▶ **Work instructions**
Copy out, exactly, the first line of the entries below and every line after it through the one containing "337L181 347L198 339L210".

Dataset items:
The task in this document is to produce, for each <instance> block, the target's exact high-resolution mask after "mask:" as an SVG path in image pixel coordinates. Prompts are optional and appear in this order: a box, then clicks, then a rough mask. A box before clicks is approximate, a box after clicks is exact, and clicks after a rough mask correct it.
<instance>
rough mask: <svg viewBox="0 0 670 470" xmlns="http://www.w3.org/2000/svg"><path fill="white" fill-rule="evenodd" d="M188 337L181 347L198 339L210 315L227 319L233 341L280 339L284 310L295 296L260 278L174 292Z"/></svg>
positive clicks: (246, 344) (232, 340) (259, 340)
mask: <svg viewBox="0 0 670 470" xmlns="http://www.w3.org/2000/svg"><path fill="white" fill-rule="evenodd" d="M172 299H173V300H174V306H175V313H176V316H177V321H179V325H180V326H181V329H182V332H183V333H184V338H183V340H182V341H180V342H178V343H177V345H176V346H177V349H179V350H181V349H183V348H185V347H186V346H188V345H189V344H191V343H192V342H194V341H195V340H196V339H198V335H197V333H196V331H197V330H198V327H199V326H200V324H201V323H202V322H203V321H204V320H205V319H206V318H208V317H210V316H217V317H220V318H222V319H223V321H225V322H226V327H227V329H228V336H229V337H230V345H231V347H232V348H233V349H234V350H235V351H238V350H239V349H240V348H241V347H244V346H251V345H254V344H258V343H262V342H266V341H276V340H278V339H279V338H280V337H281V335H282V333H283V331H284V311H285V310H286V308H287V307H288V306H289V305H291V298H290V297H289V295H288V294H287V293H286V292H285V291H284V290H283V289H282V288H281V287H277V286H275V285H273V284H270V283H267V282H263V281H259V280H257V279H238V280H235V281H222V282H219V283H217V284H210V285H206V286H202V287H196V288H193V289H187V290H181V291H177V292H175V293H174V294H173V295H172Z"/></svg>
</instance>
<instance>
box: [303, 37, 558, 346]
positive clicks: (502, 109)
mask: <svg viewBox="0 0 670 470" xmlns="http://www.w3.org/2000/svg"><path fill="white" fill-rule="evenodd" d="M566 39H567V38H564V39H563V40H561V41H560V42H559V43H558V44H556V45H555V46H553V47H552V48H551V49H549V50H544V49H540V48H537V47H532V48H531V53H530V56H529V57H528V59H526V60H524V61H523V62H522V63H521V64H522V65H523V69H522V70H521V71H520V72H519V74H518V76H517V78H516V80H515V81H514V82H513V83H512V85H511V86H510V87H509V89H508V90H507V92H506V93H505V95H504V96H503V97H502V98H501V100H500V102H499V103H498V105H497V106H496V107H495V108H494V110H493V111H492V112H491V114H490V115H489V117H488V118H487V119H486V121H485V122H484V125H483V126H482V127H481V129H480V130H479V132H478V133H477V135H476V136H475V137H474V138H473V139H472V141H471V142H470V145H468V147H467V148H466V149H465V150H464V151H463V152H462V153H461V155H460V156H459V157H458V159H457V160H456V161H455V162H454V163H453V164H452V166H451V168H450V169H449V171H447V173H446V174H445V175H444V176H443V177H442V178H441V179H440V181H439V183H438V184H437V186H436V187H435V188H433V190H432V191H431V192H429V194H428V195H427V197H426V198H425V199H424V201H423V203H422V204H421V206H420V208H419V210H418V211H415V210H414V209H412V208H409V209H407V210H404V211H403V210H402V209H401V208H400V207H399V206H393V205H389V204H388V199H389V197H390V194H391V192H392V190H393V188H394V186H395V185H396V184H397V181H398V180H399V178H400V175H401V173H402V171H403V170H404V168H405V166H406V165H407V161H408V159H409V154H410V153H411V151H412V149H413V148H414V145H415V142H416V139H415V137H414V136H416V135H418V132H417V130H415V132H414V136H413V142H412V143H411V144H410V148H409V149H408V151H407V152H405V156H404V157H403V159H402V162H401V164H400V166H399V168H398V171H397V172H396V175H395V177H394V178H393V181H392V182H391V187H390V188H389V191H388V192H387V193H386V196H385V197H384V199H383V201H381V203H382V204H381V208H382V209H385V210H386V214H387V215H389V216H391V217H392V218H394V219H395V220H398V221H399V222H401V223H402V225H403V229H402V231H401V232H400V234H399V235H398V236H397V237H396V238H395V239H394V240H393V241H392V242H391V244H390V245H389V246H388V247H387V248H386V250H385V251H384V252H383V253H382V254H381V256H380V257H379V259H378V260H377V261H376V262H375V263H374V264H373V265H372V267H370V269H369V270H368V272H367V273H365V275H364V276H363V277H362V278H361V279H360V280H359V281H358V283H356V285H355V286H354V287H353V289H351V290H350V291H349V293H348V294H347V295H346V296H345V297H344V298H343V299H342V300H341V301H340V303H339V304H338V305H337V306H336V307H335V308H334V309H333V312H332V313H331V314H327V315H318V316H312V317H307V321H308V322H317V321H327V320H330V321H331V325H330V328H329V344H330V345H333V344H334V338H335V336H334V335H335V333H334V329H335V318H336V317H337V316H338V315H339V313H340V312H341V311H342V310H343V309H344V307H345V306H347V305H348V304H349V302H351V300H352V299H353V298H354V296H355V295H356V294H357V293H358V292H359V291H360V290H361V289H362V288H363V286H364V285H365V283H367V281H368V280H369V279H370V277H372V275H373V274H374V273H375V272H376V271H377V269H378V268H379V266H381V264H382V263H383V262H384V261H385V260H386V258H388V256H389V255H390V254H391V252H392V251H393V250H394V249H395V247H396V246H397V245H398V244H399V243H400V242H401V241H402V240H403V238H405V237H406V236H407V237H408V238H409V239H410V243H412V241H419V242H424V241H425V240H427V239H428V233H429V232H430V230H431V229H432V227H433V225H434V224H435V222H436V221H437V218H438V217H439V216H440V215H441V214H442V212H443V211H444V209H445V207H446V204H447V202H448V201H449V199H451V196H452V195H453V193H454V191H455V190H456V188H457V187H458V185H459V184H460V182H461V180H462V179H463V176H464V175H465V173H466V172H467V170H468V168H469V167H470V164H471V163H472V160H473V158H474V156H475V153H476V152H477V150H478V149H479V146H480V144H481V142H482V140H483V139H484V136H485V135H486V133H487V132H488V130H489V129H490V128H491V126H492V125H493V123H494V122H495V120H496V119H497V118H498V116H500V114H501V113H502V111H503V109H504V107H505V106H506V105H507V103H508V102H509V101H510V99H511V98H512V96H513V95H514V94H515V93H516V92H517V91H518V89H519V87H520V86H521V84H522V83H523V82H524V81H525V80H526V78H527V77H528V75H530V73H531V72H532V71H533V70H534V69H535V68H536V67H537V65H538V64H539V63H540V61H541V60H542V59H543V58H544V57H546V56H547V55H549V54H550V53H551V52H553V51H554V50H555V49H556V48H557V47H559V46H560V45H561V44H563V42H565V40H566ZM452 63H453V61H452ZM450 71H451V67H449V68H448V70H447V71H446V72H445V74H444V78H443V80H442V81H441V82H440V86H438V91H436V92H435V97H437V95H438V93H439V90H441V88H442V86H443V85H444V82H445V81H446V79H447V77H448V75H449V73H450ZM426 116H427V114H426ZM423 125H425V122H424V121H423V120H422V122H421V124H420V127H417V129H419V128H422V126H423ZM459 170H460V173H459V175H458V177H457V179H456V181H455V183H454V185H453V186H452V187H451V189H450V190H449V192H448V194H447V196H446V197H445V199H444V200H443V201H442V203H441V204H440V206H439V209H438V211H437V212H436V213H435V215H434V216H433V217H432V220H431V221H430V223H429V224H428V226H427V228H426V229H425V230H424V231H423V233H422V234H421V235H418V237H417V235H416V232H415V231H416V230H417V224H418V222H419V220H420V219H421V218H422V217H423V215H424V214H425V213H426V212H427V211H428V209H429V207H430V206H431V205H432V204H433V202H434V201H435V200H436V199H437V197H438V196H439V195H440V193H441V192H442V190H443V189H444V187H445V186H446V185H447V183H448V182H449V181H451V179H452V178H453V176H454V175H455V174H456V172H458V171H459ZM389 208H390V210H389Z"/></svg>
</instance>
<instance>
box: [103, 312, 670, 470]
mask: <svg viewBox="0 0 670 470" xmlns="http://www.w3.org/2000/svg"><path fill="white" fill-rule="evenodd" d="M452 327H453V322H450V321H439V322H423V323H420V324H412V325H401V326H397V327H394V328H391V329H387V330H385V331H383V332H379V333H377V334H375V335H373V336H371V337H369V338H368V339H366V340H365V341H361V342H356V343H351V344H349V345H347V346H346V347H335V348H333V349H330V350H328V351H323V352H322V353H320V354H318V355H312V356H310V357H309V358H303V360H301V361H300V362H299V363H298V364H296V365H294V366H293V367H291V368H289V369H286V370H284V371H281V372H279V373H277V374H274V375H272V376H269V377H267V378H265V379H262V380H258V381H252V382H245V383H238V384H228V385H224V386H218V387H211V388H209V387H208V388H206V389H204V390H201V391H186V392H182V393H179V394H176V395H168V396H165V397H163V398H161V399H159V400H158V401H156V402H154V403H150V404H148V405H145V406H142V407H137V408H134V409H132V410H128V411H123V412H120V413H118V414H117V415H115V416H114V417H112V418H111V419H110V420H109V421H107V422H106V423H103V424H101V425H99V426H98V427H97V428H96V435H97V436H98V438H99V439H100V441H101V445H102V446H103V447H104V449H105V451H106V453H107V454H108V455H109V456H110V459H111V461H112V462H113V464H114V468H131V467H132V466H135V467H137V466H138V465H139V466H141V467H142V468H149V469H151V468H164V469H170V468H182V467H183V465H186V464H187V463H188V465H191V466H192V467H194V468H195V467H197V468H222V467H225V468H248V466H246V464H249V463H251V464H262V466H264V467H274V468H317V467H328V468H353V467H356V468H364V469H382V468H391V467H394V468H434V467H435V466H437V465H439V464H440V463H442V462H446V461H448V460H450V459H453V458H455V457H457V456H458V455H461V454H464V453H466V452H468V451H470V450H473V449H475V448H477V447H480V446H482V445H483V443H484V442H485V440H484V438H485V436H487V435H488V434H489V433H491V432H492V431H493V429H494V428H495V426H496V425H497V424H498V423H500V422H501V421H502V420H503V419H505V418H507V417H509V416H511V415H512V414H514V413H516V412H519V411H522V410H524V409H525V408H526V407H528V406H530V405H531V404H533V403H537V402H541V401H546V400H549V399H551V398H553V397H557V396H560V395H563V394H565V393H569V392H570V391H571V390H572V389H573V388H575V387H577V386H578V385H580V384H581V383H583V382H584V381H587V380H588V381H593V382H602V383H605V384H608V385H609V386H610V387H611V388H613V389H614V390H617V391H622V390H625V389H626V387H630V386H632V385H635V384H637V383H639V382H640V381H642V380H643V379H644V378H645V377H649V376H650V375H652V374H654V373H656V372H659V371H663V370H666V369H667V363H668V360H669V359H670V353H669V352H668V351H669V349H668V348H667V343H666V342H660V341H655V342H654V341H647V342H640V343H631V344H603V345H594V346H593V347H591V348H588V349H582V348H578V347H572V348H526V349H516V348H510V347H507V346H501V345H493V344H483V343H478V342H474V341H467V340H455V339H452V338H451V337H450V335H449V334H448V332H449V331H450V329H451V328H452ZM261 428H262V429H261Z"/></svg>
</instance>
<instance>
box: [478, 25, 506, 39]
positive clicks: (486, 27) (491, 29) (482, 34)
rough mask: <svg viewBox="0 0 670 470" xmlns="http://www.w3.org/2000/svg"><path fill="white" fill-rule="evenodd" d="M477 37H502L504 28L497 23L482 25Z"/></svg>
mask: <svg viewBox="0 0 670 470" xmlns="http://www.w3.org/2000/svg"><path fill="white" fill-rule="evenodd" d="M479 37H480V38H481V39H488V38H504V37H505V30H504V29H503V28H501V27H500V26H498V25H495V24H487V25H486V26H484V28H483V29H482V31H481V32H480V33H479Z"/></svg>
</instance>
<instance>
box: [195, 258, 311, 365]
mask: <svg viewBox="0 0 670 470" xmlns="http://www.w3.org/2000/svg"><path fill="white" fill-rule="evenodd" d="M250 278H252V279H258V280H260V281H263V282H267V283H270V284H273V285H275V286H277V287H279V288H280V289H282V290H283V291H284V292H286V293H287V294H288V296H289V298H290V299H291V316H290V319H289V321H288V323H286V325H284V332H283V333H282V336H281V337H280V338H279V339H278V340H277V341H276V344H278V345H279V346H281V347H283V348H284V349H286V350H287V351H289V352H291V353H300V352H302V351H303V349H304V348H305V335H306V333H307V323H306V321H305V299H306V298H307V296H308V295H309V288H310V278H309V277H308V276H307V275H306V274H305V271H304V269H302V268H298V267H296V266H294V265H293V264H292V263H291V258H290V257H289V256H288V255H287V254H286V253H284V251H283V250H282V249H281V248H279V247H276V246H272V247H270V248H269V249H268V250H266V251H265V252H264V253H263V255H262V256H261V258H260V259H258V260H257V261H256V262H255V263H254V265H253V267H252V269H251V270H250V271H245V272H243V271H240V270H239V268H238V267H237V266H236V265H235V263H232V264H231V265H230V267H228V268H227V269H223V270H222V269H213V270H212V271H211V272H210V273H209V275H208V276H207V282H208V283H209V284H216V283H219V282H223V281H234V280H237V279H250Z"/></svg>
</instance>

▶ **Exercise solution**
The task in this document is to produce, for each <instance> block, the target's exact high-resolution mask after "mask:" as an SVG path in image pixel coordinates. Prompts are optional and appear in this order: a box, then clicks, then a rough mask. A box before clicks is approximate, a box after clicks is exact, and clicks after a rough mask correct it.
<instance>
rough mask: <svg viewBox="0 0 670 470" xmlns="http://www.w3.org/2000/svg"><path fill="white" fill-rule="evenodd" d="M188 337L181 347L198 339L210 315L227 319L233 341L280 339L284 310L295 296L260 278L174 292Z"/></svg>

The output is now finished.